* Try it *
Set each record down exactly, excluding all images.

* Data *
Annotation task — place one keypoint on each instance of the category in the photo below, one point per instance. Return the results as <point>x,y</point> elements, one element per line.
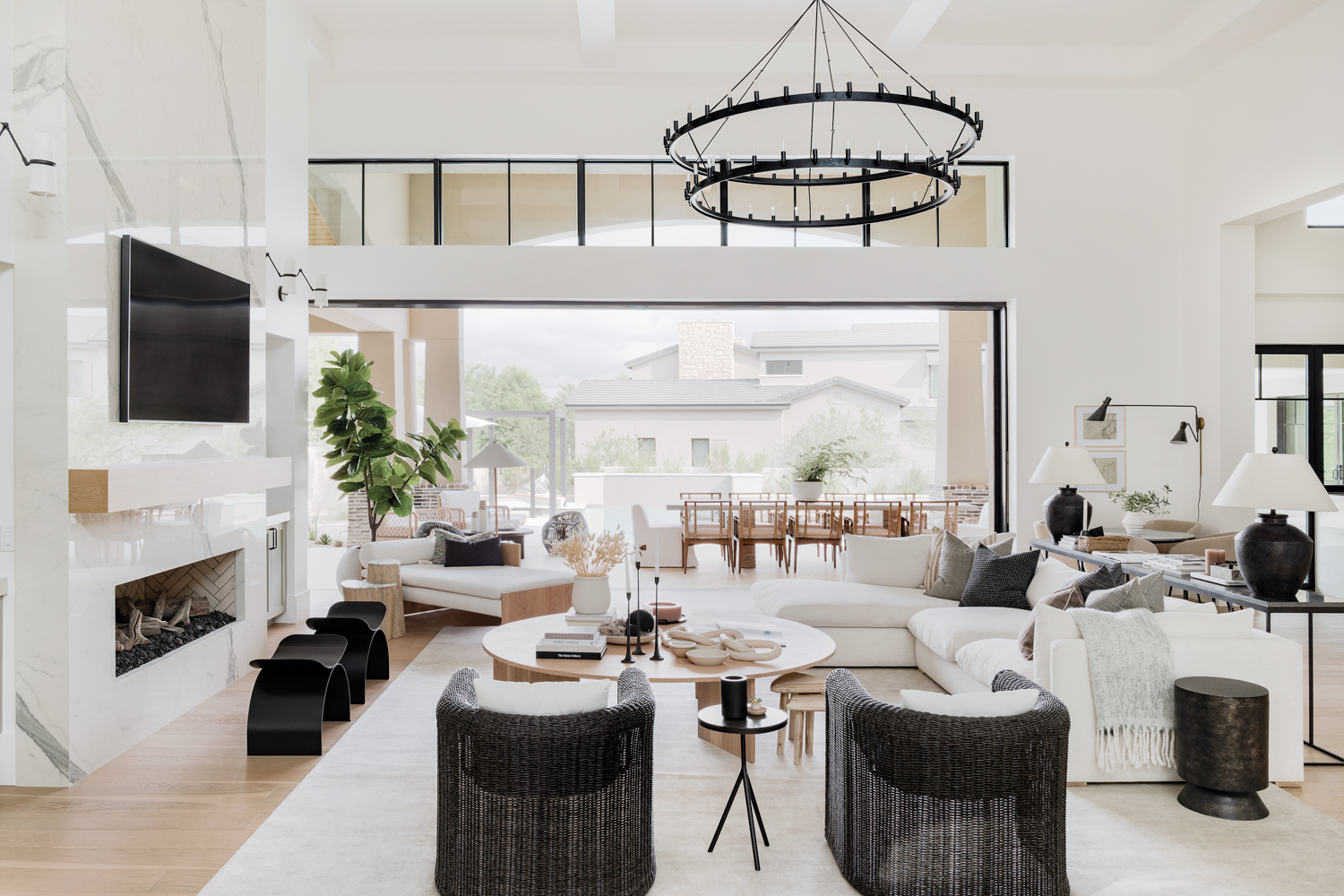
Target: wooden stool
<point>787,686</point>
<point>803,711</point>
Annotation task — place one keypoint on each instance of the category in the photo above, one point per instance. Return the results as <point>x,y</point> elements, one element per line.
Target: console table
<point>1308,603</point>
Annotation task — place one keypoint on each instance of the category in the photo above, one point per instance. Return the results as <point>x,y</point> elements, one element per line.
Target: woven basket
<point>1102,543</point>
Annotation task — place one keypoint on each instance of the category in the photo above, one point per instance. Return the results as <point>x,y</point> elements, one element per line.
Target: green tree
<point>366,450</point>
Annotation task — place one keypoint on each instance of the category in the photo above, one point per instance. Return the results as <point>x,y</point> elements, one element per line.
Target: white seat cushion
<point>898,563</point>
<point>981,659</point>
<point>841,605</point>
<point>948,630</point>
<point>483,582</point>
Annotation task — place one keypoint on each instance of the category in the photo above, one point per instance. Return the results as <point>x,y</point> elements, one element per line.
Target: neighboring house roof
<point>706,394</point>
<point>642,359</point>
<point>859,336</point>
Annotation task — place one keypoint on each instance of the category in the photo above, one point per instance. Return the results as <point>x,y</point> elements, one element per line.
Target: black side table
<point>1222,745</point>
<point>773,719</point>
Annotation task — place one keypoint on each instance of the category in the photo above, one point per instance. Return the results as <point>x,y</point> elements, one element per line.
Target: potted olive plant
<point>814,466</point>
<point>1140,506</point>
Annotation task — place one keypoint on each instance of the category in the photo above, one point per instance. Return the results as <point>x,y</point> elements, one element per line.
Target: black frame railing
<point>581,199</point>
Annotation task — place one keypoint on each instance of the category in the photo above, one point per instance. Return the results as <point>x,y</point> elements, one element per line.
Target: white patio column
<point>445,392</point>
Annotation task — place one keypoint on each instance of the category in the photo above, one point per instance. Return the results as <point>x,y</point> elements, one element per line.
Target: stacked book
<point>1176,562</point>
<point>577,643</point>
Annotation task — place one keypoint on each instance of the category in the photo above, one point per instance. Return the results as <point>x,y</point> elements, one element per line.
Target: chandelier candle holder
<point>911,115</point>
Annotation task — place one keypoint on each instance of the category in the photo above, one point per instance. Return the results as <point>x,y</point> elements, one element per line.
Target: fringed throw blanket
<point>1129,662</point>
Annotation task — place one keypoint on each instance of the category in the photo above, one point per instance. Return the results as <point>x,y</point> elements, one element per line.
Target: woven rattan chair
<point>816,522</point>
<point>545,805</point>
<point>761,522</point>
<point>924,805</point>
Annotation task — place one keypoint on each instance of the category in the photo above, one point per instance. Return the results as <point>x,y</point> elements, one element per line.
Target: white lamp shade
<point>1276,481</point>
<point>1067,466</point>
<point>495,454</point>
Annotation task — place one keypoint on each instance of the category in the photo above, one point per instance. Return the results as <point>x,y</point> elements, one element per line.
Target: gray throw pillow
<point>1145,591</point>
<point>954,565</point>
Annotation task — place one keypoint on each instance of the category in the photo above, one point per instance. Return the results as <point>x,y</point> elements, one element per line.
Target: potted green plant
<point>814,465</point>
<point>1140,506</point>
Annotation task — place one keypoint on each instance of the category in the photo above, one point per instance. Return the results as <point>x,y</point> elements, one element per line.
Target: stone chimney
<point>704,351</point>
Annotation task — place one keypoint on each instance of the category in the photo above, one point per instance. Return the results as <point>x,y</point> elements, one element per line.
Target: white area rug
<point>363,820</point>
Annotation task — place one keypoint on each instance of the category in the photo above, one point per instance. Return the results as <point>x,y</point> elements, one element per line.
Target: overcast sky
<point>567,346</point>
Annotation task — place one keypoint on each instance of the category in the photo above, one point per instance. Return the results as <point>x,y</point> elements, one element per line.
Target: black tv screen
<point>185,339</point>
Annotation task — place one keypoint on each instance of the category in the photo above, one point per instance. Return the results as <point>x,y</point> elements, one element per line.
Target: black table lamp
<point>1066,468</point>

* Result of this exercise *
Annotation task — place one keypoint on each instance of the category in the photo below, one point per instance. Return the results as <point>x,y</point> elements, one element per line.
Target: wooden stool
<point>787,686</point>
<point>803,711</point>
Annotation task — place one keypoint on each instance of the category in the photo above, one point per instance. Return the results as <point>x,y</point> elements, one element per line.
Target: console table
<point>1308,603</point>
Annotation task — place one keypoint on each instance of the category in the photo above, one point per instance. Return the results as <point>x,y</point> elements, one element per line.
Target: woven basket
<point>1102,543</point>
Annotation task — place one keypoint on each instance of the category in the photo above, one point per instance. Return the results as <point>x,y</point> elements, one element per line.
Target: green tree
<point>366,450</point>
Annotation task — place one keypoint on each instance of the category in the photo above, one point per instance. Return the results as <point>x,y</point> elements, one element per line.
Target: white seat cushion
<point>898,563</point>
<point>981,659</point>
<point>841,605</point>
<point>948,630</point>
<point>483,582</point>
Annotation task — place one keypoint on each instance of the category in the photo above, one point per instance. Return the results as <point>x,y</point> elements, one element per line.
Target: neighboring house roof
<point>706,394</point>
<point>642,359</point>
<point>859,336</point>
Annotation task — place one keypoint on each instance of the category in the photo above, one point per instance. Return the results as <point>x,y</point> elements, one element per line.
Target: black side table
<point>1222,745</point>
<point>773,719</point>
Annotation task — place one keypoint on each instance of the category in the photo above, one point per instance. Return the results as <point>x,y</point> elements, one element per line.
Target: potted olive plant
<point>814,466</point>
<point>1140,506</point>
Annotation task — place one keypoint on each instance of the category in the photo above, one point per instance. Return the results as <point>x,y</point> elements, one element per line.
Target: black frame railing
<point>581,199</point>
Annotation task — place one keypoint on each instance of the category in the photo above, one point per instance. Return the results as <point>x,y</point> elements, one element per line.
Target: white patio column
<point>445,392</point>
Annotation task — place one keypoint on each instance of the category in the photo above, one point per instance. Return the results as <point>x,y</point> elements, one element per line.
Target: stacked book
<point>1176,562</point>
<point>577,643</point>
Annotation task — place one keypoint on each instance of the category in the photo above, one point per instance. Return the results as <point>x,y</point> elements, one element per line.
Target: chandelier candle holder
<point>911,115</point>
Annotation task — place one keypoint on each instance of the category in the photo above, one point per instance. Return the results as <point>x,y</point> elements, one element per line.
Target: fringed throw blanket
<point>1129,662</point>
Annotation task — place one keypoint on each instance of the category in the photo above, one point per instance. Return the results as <point>x,y</point> elements, one element per line.
Target: woven rattan chair
<point>816,522</point>
<point>545,805</point>
<point>761,522</point>
<point>924,805</point>
Annotation task — place one keypoint on each instance of the category in the photo above, one point per instance. Return the results as <point>x,y</point> elements, one element per line.
Target: white lamp shade
<point>1276,481</point>
<point>1067,466</point>
<point>495,454</point>
Annotation task — place one keypoint on each instance of the category in the photo above, one point per instance. Return the results as <point>x,y</point> elements, one element per line.
Target: gray throw pillow
<point>1145,591</point>
<point>954,565</point>
Annotation task — place one keypoint on each instance of the category in the photo above, one point per instance. Return the results as <point>x,y</point> elements, one element per line.
Target: potted green plant
<point>814,465</point>
<point>1140,506</point>
Annotation task — place one keypoint on each instance of the category in the photo above, one point per instance. Return the results as <point>x,y</point> elements, one element per line.
Target: stone chimney
<point>704,351</point>
Annotation task — place one keypoint on each instance of the category in the photo above, one point per instance. Return the results as <point>x,y</point> elements, one element per line.
Target: white area rug
<point>363,820</point>
Annotation task — place one keypoint on each instance of the category in the photo above, one point per instance. Return the results as <point>x,y</point> elements, one element per line.
Target: overcast sky
<point>567,346</point>
Annotation task — place one keypoint on each instance of the category in the photo above, one point per instance. Return the results as <point>x,y</point> elements, one element per line.
Target: black tv screen
<point>185,339</point>
Annotation task — place one keypoint on each instance of the category in the photo above, one point per instance. Return the results as <point>x,y</point> elements, one element per line.
Target: black table lamp
<point>1066,468</point>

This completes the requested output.